Activity :: Leaving out all pictures, return the records word for word.

↓↓↓

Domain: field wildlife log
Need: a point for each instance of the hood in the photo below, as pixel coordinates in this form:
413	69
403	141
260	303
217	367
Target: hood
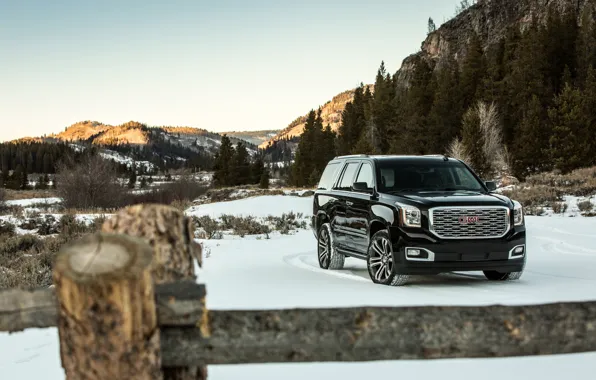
456	198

↑↑↑

Response below ::
Domain: field wildlife log
Need: a point for each instance of the hood in the photo below, as pixel coordinates in this form:
413	69
403	141
260	303
217	367
Target: hood
456	198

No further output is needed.